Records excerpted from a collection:
===============

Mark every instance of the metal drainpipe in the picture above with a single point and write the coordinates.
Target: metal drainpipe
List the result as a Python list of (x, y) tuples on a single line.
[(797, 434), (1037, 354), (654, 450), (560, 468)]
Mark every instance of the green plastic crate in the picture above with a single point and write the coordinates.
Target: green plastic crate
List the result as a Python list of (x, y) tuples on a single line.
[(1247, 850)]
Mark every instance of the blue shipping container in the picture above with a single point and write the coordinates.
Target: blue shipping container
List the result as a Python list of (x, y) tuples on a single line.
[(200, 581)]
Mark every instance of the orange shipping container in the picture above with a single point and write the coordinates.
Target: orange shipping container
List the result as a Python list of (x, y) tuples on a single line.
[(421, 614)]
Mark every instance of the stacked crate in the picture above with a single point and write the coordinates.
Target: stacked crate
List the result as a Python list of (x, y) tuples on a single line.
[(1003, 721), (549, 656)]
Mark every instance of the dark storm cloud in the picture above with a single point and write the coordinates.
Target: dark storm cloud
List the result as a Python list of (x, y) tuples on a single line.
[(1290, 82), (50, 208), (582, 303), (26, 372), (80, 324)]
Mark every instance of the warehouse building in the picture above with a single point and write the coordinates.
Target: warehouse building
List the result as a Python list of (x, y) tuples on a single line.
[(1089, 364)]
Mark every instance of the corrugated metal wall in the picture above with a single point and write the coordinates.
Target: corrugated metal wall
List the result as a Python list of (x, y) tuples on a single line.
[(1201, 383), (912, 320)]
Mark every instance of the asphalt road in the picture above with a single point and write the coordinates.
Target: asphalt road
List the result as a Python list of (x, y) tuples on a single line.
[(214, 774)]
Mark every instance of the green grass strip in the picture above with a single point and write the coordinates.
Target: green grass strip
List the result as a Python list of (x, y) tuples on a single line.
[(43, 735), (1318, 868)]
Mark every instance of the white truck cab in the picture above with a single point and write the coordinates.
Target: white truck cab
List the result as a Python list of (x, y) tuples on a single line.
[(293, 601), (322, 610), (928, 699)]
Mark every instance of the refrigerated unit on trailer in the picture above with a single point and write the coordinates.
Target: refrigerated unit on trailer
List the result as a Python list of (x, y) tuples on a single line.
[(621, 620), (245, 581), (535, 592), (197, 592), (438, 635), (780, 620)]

===============

**Task to complete**
Exactly the lines from the one containing "Target: refrigerated unit on trailer" to the last line of the entries above must be duplicated, with both of those lines included and nothing more.

**Exercise output**
Target: refrigerated unit on trailer
List the result as a Python list of (x, y) tuples on a single line.
[(621, 620), (245, 581), (535, 592), (197, 592), (438, 635), (780, 620)]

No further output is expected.